* [TASK INPUT]:
━━━━━━━━━━━━━━━━
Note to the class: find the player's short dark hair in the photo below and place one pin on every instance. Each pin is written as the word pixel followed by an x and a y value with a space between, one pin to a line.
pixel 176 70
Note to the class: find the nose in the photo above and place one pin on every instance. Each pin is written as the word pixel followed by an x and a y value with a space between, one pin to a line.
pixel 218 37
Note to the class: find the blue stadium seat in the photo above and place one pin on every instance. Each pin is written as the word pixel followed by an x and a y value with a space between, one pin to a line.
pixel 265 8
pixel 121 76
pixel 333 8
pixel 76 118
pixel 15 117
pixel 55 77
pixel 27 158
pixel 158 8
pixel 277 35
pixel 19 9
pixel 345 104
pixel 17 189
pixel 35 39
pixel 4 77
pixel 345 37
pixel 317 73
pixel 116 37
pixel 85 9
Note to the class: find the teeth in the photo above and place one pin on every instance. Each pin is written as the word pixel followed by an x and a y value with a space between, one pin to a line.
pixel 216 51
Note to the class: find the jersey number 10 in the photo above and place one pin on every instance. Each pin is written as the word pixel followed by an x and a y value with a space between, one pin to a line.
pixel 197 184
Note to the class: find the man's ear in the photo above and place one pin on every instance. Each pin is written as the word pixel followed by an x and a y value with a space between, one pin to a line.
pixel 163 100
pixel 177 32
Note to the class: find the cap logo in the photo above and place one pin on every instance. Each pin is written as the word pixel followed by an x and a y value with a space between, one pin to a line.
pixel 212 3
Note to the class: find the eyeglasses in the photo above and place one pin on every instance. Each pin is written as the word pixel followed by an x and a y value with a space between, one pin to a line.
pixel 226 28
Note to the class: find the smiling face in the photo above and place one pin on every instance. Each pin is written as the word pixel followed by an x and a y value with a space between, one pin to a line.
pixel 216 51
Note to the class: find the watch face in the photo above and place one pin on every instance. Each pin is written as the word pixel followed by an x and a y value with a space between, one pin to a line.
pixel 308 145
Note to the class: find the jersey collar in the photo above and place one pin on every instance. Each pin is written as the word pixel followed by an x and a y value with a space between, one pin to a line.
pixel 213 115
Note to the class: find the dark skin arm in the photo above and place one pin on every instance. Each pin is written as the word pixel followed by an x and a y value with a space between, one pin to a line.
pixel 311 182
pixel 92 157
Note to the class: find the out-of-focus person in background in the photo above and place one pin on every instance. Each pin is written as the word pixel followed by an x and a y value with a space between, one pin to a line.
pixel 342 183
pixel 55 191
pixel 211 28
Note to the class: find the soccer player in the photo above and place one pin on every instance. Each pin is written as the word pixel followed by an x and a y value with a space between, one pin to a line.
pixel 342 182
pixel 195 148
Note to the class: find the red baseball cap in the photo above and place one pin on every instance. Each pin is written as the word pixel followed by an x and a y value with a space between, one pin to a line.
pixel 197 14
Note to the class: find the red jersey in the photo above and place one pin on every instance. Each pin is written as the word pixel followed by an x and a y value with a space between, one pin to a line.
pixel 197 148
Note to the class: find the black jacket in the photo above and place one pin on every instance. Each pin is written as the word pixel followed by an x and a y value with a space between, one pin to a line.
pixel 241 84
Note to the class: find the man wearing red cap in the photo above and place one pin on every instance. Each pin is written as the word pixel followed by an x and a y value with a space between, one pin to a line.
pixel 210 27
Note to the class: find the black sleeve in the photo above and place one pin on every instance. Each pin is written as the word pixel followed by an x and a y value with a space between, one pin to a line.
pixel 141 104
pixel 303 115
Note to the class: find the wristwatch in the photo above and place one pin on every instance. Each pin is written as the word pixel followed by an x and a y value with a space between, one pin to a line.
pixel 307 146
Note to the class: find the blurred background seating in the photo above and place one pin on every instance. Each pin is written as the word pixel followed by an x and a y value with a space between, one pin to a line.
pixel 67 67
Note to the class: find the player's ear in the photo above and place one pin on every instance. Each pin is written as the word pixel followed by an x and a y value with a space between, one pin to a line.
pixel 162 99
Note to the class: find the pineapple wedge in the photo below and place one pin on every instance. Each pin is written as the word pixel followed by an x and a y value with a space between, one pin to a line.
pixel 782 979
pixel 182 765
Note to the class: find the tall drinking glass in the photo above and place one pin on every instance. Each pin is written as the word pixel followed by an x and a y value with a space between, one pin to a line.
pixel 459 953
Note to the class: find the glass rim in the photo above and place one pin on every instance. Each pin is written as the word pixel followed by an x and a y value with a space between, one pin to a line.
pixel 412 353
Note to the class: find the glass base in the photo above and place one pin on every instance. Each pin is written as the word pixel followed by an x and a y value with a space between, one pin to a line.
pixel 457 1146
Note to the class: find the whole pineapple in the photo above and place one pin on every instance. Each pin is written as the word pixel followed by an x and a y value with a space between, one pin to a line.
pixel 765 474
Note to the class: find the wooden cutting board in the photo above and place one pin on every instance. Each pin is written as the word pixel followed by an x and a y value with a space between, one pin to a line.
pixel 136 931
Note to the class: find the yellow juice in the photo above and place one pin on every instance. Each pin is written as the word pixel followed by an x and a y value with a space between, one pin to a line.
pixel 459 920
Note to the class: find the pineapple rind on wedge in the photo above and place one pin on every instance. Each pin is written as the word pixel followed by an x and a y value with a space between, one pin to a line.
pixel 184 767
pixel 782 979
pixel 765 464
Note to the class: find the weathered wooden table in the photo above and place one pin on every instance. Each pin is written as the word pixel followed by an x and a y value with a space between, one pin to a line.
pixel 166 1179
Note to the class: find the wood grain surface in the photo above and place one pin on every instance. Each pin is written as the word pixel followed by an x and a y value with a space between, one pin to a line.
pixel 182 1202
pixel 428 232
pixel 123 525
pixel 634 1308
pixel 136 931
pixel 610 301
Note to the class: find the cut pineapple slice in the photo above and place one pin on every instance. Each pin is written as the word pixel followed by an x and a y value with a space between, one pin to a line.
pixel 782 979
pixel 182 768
━━━━━━━━━━━━━━━━
* [THE TASK]: Arrange the lines of the data above as a Markdown table, starting at the line that contains "Note to the class: find the wood grain" and ending at the line that contains "pixel 428 232", with both of those lines included. Use a Row column for the row number and a Text column for the line, and omit any blank lines.

* [RESULT OF THE TASK]:
| Row | Text |
|---|---|
| 1 | Note to the class: find the wood grain surface in the photo above and place one pin on every instance. Each pin is written as the word pixel followed by an x and a y value with a space between, one pin to a line. |
| 2 | pixel 182 1202 |
| 3 | pixel 428 232 |